<<<<
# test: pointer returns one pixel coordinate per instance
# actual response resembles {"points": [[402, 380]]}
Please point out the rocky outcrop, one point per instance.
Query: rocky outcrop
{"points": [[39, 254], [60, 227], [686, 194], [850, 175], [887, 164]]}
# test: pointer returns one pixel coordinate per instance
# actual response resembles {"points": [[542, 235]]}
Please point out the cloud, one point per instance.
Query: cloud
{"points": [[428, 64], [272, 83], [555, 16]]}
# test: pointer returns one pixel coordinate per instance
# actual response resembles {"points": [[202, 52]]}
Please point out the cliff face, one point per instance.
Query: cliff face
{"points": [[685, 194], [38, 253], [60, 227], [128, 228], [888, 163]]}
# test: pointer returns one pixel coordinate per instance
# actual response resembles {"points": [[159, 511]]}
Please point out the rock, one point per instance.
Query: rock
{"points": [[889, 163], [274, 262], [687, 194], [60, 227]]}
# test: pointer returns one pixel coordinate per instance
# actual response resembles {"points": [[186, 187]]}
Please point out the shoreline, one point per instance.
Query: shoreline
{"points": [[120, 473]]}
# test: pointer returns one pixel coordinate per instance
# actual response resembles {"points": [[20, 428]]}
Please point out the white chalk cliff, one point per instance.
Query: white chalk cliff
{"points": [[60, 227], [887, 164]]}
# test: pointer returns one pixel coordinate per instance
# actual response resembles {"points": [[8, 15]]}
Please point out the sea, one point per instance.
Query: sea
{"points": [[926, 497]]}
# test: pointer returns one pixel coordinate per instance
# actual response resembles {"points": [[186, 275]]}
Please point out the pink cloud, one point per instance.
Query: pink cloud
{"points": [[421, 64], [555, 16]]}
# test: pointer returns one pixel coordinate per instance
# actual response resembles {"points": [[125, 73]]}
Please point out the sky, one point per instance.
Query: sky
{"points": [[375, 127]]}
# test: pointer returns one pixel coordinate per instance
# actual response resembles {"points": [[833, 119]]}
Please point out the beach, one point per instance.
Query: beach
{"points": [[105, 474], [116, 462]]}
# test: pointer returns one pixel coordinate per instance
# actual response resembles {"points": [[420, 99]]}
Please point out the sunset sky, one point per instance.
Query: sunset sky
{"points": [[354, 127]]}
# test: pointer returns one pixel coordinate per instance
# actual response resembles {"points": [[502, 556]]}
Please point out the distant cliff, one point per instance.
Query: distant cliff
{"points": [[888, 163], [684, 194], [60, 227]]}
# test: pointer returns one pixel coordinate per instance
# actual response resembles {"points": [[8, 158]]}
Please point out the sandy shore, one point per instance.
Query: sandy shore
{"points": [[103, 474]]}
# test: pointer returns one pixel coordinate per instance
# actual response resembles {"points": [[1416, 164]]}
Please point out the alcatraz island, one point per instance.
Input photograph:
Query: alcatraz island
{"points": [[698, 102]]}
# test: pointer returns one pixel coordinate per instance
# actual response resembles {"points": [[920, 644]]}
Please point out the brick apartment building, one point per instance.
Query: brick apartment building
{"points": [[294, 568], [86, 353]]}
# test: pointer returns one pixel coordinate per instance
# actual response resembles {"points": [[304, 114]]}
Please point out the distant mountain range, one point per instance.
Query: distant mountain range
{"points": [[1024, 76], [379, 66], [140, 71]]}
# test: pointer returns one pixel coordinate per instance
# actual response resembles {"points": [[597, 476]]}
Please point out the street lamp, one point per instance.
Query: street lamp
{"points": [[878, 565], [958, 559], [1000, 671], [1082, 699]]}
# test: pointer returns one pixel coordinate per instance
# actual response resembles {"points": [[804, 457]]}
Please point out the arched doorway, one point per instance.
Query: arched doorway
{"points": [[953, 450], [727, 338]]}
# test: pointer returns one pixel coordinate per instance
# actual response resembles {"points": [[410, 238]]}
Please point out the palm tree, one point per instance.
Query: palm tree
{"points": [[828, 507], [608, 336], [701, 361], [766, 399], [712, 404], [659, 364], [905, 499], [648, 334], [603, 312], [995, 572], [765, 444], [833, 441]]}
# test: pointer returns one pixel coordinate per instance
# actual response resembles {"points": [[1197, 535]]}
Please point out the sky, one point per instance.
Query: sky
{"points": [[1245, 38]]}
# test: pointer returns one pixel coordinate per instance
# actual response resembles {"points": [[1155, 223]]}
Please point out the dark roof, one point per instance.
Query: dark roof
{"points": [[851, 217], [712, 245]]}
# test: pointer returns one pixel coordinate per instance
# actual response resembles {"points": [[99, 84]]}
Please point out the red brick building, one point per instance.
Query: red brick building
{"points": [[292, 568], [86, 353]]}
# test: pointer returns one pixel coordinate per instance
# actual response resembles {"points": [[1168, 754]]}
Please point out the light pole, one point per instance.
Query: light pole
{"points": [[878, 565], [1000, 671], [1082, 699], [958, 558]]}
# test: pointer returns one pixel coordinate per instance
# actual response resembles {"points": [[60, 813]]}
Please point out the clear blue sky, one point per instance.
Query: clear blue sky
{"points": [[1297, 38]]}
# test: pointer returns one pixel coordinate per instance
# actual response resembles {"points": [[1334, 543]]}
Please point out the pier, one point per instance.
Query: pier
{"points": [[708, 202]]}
>>>>
Work required:
Restate the records, all of them, precisely as written.

Written response:
# test: pointer returns one pixel coordinate per instance
# actual response resembles {"points": [[402, 380]]}
Please point out the rocky outcrop, one point per instance.
Query: rocky outcrop
{"points": [[39, 254], [60, 227], [686, 194], [850, 175], [887, 164]]}
# test: pointer returns one pixel coordinate per instance
# actual response resembles {"points": [[542, 235]]}
Please point out the cloud, one point per instance.
Query: cloud
{"points": [[428, 64], [272, 83], [555, 16]]}
# test: pointer returns one pixel coordinate per instance
# actual response resembles {"points": [[202, 52]]}
Please point out the cliff face, one point per instance.
Query: cliff face
{"points": [[685, 194], [38, 253], [60, 227], [128, 228], [888, 163]]}
# test: pointer returns one pixel coordinate per instance
# actual response resembles {"points": [[159, 511]]}
Please point out the rock, one point per instance.
Query: rock
{"points": [[889, 163], [274, 262], [687, 194], [60, 227]]}
# test: pointer returns one pixel coordinate per instance
# actual response resembles {"points": [[186, 187]]}
Please point out the shoreline, one point per instance.
Query: shoreline
{"points": [[120, 473]]}
# test: pointer returns one pixel coordinate per instance
# actual response resembles {"points": [[20, 428]]}
Please point out the white chalk cliff, one point per instance.
Query: white chalk cliff
{"points": [[60, 227], [887, 164]]}
# test: pointer returns one pixel coordinate per instance
# actual response resembles {"points": [[8, 15]]}
Please point out the sea, one point per instance.
Query: sea
{"points": [[926, 497]]}
# test: pointer returns one pixel coordinate per instance
# actual response resembles {"points": [[186, 275]]}
Please point out the pink cloud, one point per instance.
Query: pink cloud
{"points": [[421, 64], [555, 16]]}
# test: pointer returns one pixel coordinate per instance
# actual response resembles {"points": [[125, 73]]}
Please point out the sky, one point per instance.
Query: sky
{"points": [[375, 127]]}
# test: pointer returns one pixel coordinate per instance
# actual response resembles {"points": [[833, 119]]}
Please point out the beach, one point per instance.
Query: beach
{"points": [[105, 474], [116, 462]]}
# test: pointer returns one pixel coordinate per instance
# actual response resembles {"points": [[420, 99]]}
Please point out the sunset sky, one point per instance.
Query: sunset sky
{"points": [[354, 127]]}
# test: pointer returns one pixel coordinate per instance
# actual response resembles {"points": [[502, 556]]}
Please point out the distant cliff, one point per instance.
Query: distant cliff
{"points": [[888, 163], [684, 194], [60, 227]]}
# test: pointer returns one pixel coordinate per instance
# actual response resembles {"points": [[8, 158]]}
Please point out the sandy shore, one point per instance.
Query: sandy shore
{"points": [[103, 474]]}
# test: pointer returns one pixel coordinate per instance
# actual response resembles {"points": [[1416, 164]]}
Please point out the alcatraz island, one point per instance.
Input photograph:
Query: alcatraz island
{"points": [[698, 102]]}
# test: pointer returns one pixel coordinate per instance
# actual response resembles {"points": [[920, 644]]}
Please point out the brick apartment building, one point per instance.
Query: brick apartment building
{"points": [[294, 568], [86, 353]]}
# test: pointer returns one pixel coordinate per instance
# actual response resembles {"points": [[304, 114]]}
Please point out the distant mountain range, one point per instance.
Query: distant mountain range
{"points": [[1024, 76], [379, 66], [140, 71]]}
# test: pointer returns one pixel coordinate per instance
# actual response resembles {"points": [[597, 476]]}
Please point out the street lamp, one point per instance.
Query: street lamp
{"points": [[878, 565], [958, 559], [1000, 671], [1082, 699]]}
# test: pointer returns one pixel coordinate per instance
# actual response resembles {"points": [[804, 457]]}
Please point out the arched doorway, one point per instance.
Query: arched doorway
{"points": [[953, 450], [727, 338]]}
# test: pointer returns one pixel coordinate per instance
# actual response resembles {"points": [[410, 238]]}
Please point out the palm tree, one point per instance.
Query: palm tree
{"points": [[828, 507], [608, 336], [701, 361], [766, 399], [712, 404], [659, 364], [905, 499], [648, 334], [603, 312], [995, 572], [765, 444], [833, 441]]}
# test: pointer returns one pixel coordinate per instance
# actual response resembles {"points": [[1197, 535]]}
Please point out the sky, one point per instance.
Query: sky
{"points": [[1245, 38]]}
# test: pointer returns one pixel coordinate per instance
# actual response resembles {"points": [[1155, 223]]}
Please point out the dark roof, one point per instance.
Query: dark roof
{"points": [[851, 217], [712, 245]]}
# test: pointer returns one pixel coordinate per instance
# actual response resembles {"points": [[99, 84]]}
Please point out the red brick building, one point per instance.
Query: red brick building
{"points": [[292, 568], [86, 353]]}
# test: pointer returns one pixel coordinate per instance
# actual response resembles {"points": [[1168, 754]]}
Please point out the light pole, one point per instance.
Query: light pole
{"points": [[878, 565], [1000, 671], [1082, 699], [958, 558]]}
# test: pointer returns one pixel coordinate per instance
# actual response resembles {"points": [[60, 813]]}
Please point out the clear blue sky, one point per instance.
Query: clear blue sky
{"points": [[1297, 38]]}
# test: pointer returns one pixel coordinate per instance
# actual response resembles {"points": [[1334, 543]]}
Please point out the pier, one point per instance.
Query: pier
{"points": [[708, 202]]}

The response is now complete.